▶ _WHAT IS BEING ASKED_
Copy every record below exactly as written, but leave out the pictures.
#####
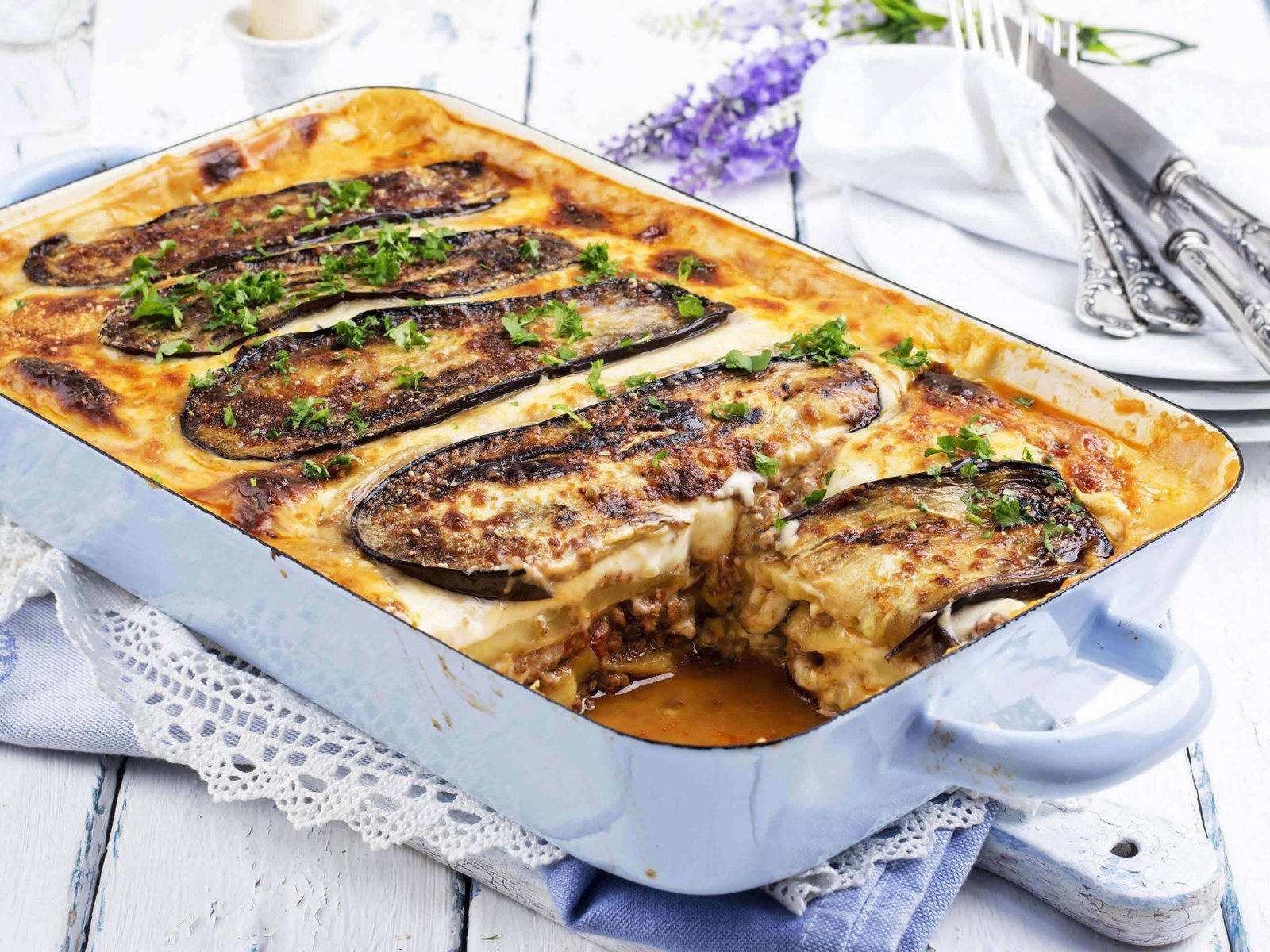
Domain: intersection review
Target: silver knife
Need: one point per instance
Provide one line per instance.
(1185, 247)
(1153, 156)
(1149, 295)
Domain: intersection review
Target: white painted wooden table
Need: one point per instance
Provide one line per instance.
(105, 854)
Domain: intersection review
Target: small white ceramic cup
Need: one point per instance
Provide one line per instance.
(279, 71)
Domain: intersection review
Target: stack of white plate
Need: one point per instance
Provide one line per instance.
(1208, 372)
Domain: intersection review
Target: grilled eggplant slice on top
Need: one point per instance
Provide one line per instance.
(508, 514)
(404, 367)
(252, 296)
(879, 574)
(213, 235)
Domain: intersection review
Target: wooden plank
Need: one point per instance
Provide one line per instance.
(1218, 606)
(581, 88)
(55, 812)
(187, 873)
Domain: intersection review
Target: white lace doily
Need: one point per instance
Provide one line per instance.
(248, 736)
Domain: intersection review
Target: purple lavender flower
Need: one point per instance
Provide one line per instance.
(709, 132)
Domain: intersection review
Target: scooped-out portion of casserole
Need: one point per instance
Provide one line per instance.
(691, 479)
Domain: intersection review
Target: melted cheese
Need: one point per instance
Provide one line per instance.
(1141, 466)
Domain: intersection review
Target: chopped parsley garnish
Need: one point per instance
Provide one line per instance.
(410, 378)
(313, 413)
(729, 412)
(825, 344)
(749, 363)
(572, 416)
(344, 197)
(816, 495)
(969, 438)
(568, 321)
(355, 418)
(690, 306)
(598, 389)
(171, 347)
(351, 334)
(514, 327)
(197, 381)
(1049, 530)
(766, 465)
(595, 262)
(408, 336)
(908, 355)
(283, 363)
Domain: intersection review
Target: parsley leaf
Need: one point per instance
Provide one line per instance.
(595, 262)
(907, 355)
(690, 306)
(408, 336)
(313, 413)
(730, 412)
(969, 438)
(594, 378)
(686, 267)
(766, 465)
(825, 344)
(171, 347)
(749, 363)
(514, 327)
(572, 416)
(351, 334)
(410, 378)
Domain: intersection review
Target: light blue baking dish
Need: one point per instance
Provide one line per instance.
(696, 820)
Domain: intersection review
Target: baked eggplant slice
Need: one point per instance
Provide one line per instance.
(213, 235)
(505, 514)
(878, 574)
(252, 296)
(403, 367)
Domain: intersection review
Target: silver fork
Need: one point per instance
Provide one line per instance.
(1121, 290)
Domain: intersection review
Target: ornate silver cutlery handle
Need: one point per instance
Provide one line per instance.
(1100, 298)
(1191, 251)
(1153, 296)
(1244, 232)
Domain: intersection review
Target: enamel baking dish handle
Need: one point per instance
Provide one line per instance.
(59, 169)
(1075, 761)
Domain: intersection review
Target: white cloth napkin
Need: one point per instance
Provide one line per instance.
(949, 188)
(958, 135)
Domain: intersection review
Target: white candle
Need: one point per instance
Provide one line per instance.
(285, 19)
#####
▶ _COMPLETE RESPONSE_
Domain: intersection review
Target: silver knife
Need: one point per instance
Provide one line per instance.
(1185, 247)
(1153, 156)
(1149, 295)
Domain: intersection review
Target: white painted wooden table
Need: one point per instance
Provide one line per instance.
(105, 854)
Domain: intersection review
Target: small white ceramic cup
Need: one point per instance
Provide one line per instance.
(279, 71)
Domain: intersection review
Target: stack of white plate
Need: one point per instance
Provide one line per instance.
(1208, 372)
Domain: intersection review
Target: grilled eggplant slice on top
Need: one point per instance
Provide one line per instance.
(508, 514)
(404, 367)
(252, 296)
(879, 574)
(213, 235)
Domain: intersection review
Target: wooden plank
Need: one point per instance
Provide one line per instance.
(1218, 606)
(581, 88)
(55, 812)
(187, 873)
Domain: intersection review
Target: white lace doily
Need: one point per instance
Provide one line per instance.
(248, 736)
Domain: intersection review
Target: purple lavender flower
Need: one point per instance
Provide one line per instance.
(709, 132)
Domain: intersection review
Target: scooped-out portion of casserole
Need: one point per instance
Provide one line per instance.
(691, 479)
Domain: intersection review
Target: melted cheese
Need: one point per instance
Provide one line per instance.
(1141, 466)
Domain: intersection review
Target: chopped parsley garnish
Need: one point per instance
Provide one line per instance.
(410, 378)
(313, 413)
(729, 412)
(825, 344)
(749, 363)
(572, 416)
(344, 197)
(816, 495)
(969, 438)
(568, 321)
(355, 418)
(690, 306)
(598, 389)
(171, 347)
(351, 334)
(514, 327)
(197, 381)
(1049, 530)
(766, 465)
(595, 262)
(408, 336)
(908, 355)
(283, 363)
Domain: intersection review
Target: parsley leaf
Need: one point per instance
Provide one line per instance.
(595, 262)
(907, 355)
(690, 306)
(408, 336)
(313, 413)
(730, 412)
(969, 438)
(594, 378)
(686, 267)
(766, 465)
(825, 344)
(171, 347)
(749, 363)
(514, 327)
(572, 416)
(351, 334)
(410, 378)
Domain: intersection review
Target: light blue baking dish
Need: one point per instance
Provide one line per instance.
(696, 820)
Domain: intersection review
Target: baked eggplant slice
Need: one point per instance
Provide one line per instance.
(213, 235)
(505, 514)
(878, 574)
(252, 296)
(403, 367)
Domain: intersection review
Target: silver fork
Need: one point per instance
Provide one line per instance.
(1121, 290)
Domain: intersection review
Target: ornate silver cutlery handle
Need: one point per instance
Provide one line per instance.
(1100, 298)
(1191, 251)
(1153, 296)
(1244, 232)
Domain: intersection review
Target: enamel baking dish handle
Need: one point per instance
Provide one line per instance.
(59, 169)
(1075, 761)
Domain: intersection review
Target: white cloth napkin
Need: one point per instance
Provide one line per instance.
(949, 188)
(958, 135)
Domain: intersection review
Target: white candle
Need: one point per instance
Provide one line per instance.
(285, 19)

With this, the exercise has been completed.